* _SHORT EXERCISE_
Find each line in the items below that contains the word "window" and copy those lines out.
* * * * * * *
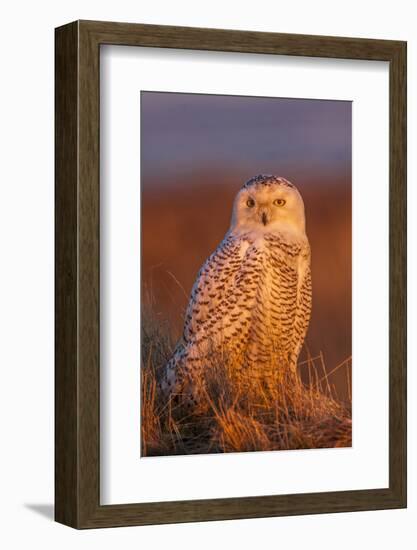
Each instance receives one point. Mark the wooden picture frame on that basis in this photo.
(77, 362)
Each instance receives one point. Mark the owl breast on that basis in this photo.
(244, 307)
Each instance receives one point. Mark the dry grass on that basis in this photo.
(298, 412)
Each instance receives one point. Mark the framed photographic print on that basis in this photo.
(230, 274)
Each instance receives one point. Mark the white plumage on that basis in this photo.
(252, 296)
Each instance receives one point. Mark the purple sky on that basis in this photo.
(185, 132)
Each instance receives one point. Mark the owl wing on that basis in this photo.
(304, 302)
(214, 291)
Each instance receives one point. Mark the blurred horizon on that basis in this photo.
(251, 134)
(196, 153)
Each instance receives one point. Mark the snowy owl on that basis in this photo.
(252, 297)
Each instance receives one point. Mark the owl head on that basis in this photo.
(268, 204)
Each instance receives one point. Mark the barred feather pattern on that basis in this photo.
(251, 300)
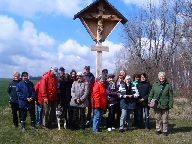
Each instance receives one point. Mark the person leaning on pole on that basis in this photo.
(162, 92)
(26, 98)
(49, 88)
(13, 98)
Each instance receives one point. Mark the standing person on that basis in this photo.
(39, 105)
(26, 98)
(104, 72)
(99, 102)
(113, 102)
(144, 88)
(162, 92)
(49, 88)
(136, 78)
(79, 101)
(89, 77)
(127, 102)
(64, 98)
(13, 98)
(73, 77)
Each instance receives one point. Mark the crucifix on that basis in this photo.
(99, 19)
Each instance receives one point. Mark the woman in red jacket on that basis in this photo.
(48, 94)
(99, 102)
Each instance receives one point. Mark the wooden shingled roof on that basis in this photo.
(88, 8)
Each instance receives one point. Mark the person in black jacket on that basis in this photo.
(13, 98)
(144, 88)
(26, 99)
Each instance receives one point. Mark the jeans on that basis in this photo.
(126, 114)
(162, 116)
(31, 113)
(146, 112)
(78, 120)
(111, 121)
(49, 113)
(15, 113)
(39, 117)
(97, 116)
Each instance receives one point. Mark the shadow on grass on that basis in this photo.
(179, 129)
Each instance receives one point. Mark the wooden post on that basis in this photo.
(100, 18)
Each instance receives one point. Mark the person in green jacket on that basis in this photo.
(162, 91)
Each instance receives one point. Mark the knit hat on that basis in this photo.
(161, 74)
(87, 67)
(24, 74)
(110, 76)
(61, 69)
(127, 77)
(16, 74)
(79, 74)
(102, 77)
(55, 70)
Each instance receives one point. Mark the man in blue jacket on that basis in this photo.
(26, 98)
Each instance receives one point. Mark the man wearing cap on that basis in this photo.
(89, 77)
(26, 98)
(163, 93)
(13, 98)
(49, 89)
(99, 102)
(64, 94)
(79, 101)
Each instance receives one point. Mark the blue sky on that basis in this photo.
(36, 35)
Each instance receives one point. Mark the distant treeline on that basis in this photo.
(35, 78)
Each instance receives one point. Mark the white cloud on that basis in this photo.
(24, 48)
(142, 3)
(31, 8)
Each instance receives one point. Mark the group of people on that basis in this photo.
(84, 99)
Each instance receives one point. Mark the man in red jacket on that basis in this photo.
(99, 102)
(48, 90)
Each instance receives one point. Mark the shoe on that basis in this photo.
(165, 133)
(121, 130)
(109, 129)
(158, 132)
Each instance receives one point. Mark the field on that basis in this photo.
(180, 131)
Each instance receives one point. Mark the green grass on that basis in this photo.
(181, 132)
(3, 92)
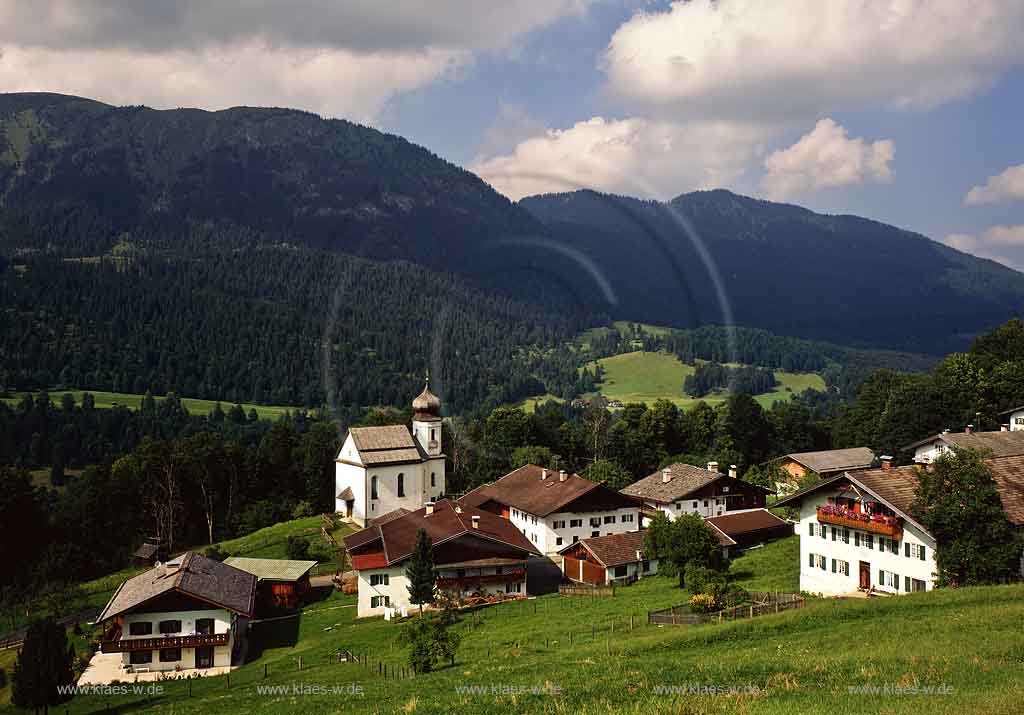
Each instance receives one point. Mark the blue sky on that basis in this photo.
(894, 110)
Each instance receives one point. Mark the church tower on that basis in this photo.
(427, 420)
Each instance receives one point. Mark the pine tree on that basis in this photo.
(43, 665)
(420, 572)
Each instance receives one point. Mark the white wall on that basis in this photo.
(221, 624)
(814, 580)
(542, 532)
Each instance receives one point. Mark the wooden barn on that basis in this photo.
(280, 583)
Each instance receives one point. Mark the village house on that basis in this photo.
(280, 583)
(857, 534)
(823, 463)
(742, 530)
(555, 508)
(1004, 443)
(474, 552)
(616, 558)
(684, 489)
(187, 616)
(380, 469)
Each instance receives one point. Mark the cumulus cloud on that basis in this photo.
(338, 57)
(795, 57)
(826, 158)
(635, 156)
(1003, 244)
(1006, 186)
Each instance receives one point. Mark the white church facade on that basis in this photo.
(382, 469)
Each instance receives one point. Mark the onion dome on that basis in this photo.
(427, 403)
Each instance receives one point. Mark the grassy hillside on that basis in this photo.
(644, 377)
(195, 406)
(803, 661)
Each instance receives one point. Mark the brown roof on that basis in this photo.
(835, 460)
(614, 549)
(449, 520)
(524, 490)
(896, 487)
(685, 479)
(739, 522)
(194, 575)
(999, 444)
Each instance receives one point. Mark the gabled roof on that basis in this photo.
(1009, 444)
(271, 569)
(386, 445)
(525, 490)
(685, 479)
(195, 576)
(449, 520)
(827, 461)
(736, 523)
(613, 549)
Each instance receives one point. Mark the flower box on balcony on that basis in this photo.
(891, 527)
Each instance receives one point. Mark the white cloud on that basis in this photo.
(636, 157)
(338, 57)
(1006, 186)
(994, 243)
(826, 158)
(800, 57)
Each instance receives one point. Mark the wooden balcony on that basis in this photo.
(891, 527)
(169, 641)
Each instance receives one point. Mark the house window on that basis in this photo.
(140, 628)
(170, 626)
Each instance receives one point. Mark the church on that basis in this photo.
(381, 470)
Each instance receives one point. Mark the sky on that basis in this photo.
(909, 112)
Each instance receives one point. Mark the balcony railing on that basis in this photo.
(891, 527)
(168, 641)
(466, 582)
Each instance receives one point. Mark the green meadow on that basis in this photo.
(930, 653)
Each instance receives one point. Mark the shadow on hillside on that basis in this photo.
(281, 633)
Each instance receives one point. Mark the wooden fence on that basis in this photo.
(761, 603)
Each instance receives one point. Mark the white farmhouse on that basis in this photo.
(186, 616)
(474, 551)
(380, 469)
(554, 508)
(1004, 443)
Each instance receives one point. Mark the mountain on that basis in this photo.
(701, 256)
(80, 179)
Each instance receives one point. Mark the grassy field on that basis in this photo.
(194, 405)
(644, 377)
(521, 658)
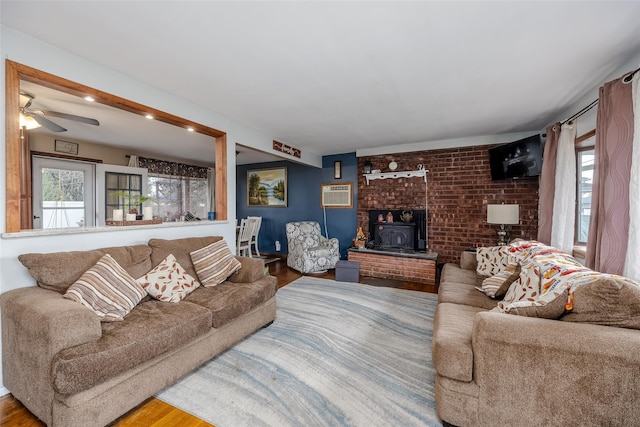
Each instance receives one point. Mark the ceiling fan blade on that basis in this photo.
(45, 122)
(81, 119)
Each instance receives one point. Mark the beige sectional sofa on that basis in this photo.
(555, 357)
(69, 368)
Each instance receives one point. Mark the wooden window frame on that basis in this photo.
(14, 167)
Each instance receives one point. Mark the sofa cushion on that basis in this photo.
(497, 286)
(180, 248)
(214, 263)
(544, 309)
(492, 260)
(610, 300)
(230, 300)
(107, 289)
(465, 294)
(452, 350)
(59, 270)
(151, 329)
(168, 281)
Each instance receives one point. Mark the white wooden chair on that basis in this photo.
(257, 223)
(243, 246)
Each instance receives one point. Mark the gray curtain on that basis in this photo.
(548, 184)
(609, 223)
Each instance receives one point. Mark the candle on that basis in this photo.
(147, 213)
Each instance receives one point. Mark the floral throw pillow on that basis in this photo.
(107, 289)
(497, 286)
(492, 260)
(168, 281)
(526, 288)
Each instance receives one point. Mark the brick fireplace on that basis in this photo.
(459, 188)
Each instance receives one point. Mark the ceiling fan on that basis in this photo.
(39, 115)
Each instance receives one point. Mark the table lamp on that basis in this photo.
(503, 214)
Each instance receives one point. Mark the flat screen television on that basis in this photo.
(517, 159)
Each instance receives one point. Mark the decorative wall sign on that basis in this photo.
(267, 187)
(284, 148)
(337, 169)
(66, 147)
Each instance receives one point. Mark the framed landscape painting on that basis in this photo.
(267, 187)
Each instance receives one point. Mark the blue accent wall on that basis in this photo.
(303, 202)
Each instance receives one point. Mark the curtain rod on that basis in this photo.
(626, 79)
(629, 77)
(581, 112)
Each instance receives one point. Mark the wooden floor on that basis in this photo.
(154, 412)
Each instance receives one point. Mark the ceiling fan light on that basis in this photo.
(28, 122)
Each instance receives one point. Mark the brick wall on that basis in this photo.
(459, 190)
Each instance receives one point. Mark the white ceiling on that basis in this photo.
(342, 76)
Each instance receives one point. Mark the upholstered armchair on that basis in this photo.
(309, 250)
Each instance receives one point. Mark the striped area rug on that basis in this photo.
(338, 354)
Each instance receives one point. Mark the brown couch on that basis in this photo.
(70, 369)
(497, 369)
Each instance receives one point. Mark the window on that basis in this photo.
(62, 193)
(180, 191)
(178, 196)
(119, 185)
(584, 163)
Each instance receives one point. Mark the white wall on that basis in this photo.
(37, 54)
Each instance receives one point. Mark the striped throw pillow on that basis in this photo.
(214, 263)
(107, 289)
(497, 286)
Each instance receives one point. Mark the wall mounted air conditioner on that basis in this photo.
(336, 195)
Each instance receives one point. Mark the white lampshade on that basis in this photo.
(503, 214)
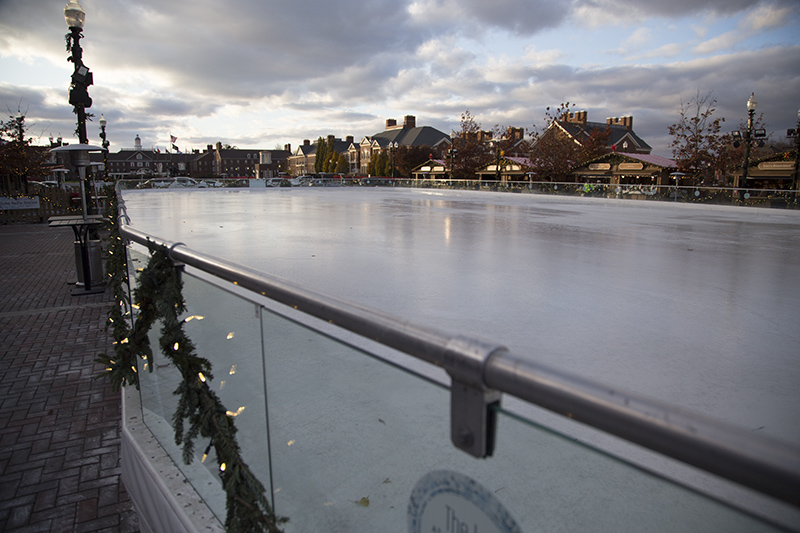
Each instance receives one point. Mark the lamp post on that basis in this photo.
(392, 147)
(75, 16)
(796, 134)
(751, 111)
(451, 154)
(497, 153)
(105, 144)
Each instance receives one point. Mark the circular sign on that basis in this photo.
(448, 502)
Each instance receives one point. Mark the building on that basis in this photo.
(303, 161)
(621, 137)
(510, 168)
(408, 134)
(239, 163)
(628, 168)
(138, 162)
(776, 172)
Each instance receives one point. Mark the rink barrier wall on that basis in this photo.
(482, 371)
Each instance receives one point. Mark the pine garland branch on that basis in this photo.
(200, 413)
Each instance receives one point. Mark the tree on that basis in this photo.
(342, 166)
(554, 152)
(321, 156)
(697, 144)
(408, 157)
(19, 160)
(472, 153)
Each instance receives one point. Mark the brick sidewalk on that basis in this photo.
(59, 427)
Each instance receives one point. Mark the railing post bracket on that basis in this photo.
(472, 404)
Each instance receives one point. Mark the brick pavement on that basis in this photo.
(59, 427)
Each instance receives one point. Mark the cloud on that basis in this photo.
(285, 71)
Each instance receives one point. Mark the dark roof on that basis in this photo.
(419, 136)
(650, 159)
(338, 145)
(618, 133)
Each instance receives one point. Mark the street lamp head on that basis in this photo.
(74, 14)
(752, 102)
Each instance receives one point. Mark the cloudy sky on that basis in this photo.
(263, 73)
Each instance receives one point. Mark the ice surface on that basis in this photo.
(691, 304)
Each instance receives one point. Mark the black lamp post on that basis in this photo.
(74, 15)
(751, 111)
(81, 77)
(105, 144)
(452, 153)
(796, 134)
(392, 148)
(496, 147)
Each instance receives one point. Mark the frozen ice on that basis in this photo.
(694, 305)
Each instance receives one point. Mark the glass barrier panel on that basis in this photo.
(357, 444)
(226, 330)
(566, 485)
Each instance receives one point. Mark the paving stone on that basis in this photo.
(59, 426)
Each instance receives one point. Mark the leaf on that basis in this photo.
(363, 501)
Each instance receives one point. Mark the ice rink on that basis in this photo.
(695, 305)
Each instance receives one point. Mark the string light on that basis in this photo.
(236, 413)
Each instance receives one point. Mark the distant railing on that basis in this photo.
(479, 374)
(751, 197)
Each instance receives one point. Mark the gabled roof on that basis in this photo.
(311, 149)
(650, 159)
(619, 133)
(418, 136)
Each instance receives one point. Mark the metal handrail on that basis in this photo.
(768, 466)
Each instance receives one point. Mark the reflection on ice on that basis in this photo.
(694, 305)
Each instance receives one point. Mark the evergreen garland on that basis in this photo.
(159, 296)
(121, 369)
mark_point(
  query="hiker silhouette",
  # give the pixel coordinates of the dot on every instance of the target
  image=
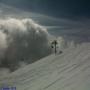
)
(54, 45)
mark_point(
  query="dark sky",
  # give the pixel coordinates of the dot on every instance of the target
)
(56, 8)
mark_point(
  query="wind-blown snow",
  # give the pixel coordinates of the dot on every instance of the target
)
(22, 40)
(67, 71)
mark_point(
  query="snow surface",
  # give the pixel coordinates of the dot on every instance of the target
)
(67, 71)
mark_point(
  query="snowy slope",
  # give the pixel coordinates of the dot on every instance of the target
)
(67, 71)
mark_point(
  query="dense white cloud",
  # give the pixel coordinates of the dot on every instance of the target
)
(22, 40)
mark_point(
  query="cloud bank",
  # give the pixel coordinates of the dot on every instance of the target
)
(22, 40)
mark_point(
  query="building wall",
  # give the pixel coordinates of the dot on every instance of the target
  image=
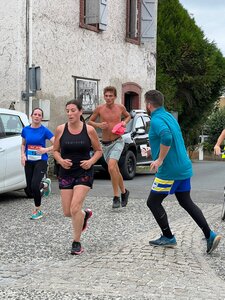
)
(12, 51)
(62, 49)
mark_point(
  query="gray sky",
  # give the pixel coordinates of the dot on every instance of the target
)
(209, 15)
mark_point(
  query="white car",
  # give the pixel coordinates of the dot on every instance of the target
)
(12, 175)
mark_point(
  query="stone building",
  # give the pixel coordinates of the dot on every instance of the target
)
(81, 46)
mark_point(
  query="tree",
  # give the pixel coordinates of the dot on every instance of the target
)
(190, 69)
(213, 127)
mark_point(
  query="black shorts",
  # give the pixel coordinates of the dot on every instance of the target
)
(68, 182)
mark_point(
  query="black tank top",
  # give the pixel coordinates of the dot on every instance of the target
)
(76, 147)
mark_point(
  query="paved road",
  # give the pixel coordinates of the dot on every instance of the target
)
(118, 262)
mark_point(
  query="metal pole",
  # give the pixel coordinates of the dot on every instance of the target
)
(27, 56)
(30, 49)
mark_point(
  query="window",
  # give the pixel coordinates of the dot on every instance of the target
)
(10, 125)
(93, 14)
(133, 21)
(141, 21)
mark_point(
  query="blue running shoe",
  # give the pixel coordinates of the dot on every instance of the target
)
(47, 186)
(163, 241)
(37, 214)
(212, 242)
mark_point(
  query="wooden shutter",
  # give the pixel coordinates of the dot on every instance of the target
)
(103, 15)
(148, 19)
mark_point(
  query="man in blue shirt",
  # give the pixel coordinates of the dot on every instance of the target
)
(173, 172)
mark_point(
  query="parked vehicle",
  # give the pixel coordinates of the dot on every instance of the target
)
(135, 137)
(12, 175)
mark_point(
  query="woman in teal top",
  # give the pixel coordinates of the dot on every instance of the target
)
(173, 172)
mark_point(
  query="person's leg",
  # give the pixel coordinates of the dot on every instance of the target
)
(184, 199)
(72, 202)
(154, 203)
(29, 168)
(40, 168)
(116, 177)
(77, 214)
(195, 212)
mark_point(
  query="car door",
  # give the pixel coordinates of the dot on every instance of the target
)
(12, 175)
(2, 158)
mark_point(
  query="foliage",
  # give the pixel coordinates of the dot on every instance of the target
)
(213, 128)
(190, 69)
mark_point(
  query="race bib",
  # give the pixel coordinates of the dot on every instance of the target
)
(32, 152)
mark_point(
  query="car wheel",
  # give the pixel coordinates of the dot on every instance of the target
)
(128, 165)
(29, 195)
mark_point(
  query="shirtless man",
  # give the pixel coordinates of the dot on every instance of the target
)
(109, 115)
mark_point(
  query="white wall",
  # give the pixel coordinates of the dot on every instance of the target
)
(62, 49)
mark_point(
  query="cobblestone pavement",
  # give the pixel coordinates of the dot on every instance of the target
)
(118, 262)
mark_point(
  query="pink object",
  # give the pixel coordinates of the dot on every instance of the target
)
(119, 129)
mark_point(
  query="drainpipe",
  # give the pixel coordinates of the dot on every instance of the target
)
(28, 54)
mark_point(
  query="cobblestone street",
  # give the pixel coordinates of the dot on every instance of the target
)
(118, 262)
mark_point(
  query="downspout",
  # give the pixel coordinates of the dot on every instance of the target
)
(28, 54)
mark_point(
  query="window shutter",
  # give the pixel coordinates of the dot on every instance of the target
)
(92, 11)
(103, 15)
(148, 19)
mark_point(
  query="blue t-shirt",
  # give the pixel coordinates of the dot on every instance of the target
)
(36, 138)
(165, 130)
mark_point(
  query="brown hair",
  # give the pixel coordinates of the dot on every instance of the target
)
(38, 109)
(78, 105)
(110, 89)
(154, 97)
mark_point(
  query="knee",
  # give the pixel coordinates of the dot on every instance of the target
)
(74, 210)
(35, 188)
(150, 203)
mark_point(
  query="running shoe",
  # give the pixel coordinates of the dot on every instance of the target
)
(124, 198)
(88, 215)
(116, 202)
(37, 214)
(163, 241)
(47, 186)
(76, 248)
(212, 242)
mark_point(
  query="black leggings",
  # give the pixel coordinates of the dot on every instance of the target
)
(34, 172)
(155, 200)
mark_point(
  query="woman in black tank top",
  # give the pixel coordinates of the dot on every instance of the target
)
(74, 142)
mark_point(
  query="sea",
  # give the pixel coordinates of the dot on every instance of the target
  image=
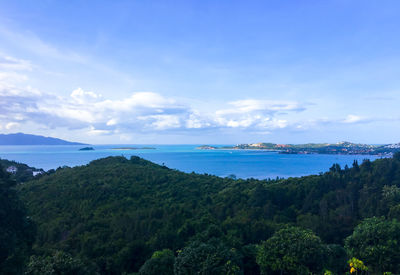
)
(258, 164)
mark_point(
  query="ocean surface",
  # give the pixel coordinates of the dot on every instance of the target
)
(241, 163)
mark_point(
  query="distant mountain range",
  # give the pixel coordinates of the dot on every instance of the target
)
(26, 139)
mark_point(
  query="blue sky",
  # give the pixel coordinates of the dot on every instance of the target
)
(201, 71)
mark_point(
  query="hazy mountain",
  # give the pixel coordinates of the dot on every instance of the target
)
(26, 139)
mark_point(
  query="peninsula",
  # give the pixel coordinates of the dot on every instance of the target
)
(133, 148)
(345, 148)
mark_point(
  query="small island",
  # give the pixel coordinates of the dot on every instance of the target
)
(86, 149)
(206, 147)
(134, 148)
* * * * * * *
* _TASK OUTPUT_
Each instance receives one point. Mark the house window on that basis in this photo.
Each instance receives one point. Mark the wooden window frame on that basis in this photo.
Each instance receives one point. Mark the window on that basis in this photo.
  query="window",
  query="window shutter",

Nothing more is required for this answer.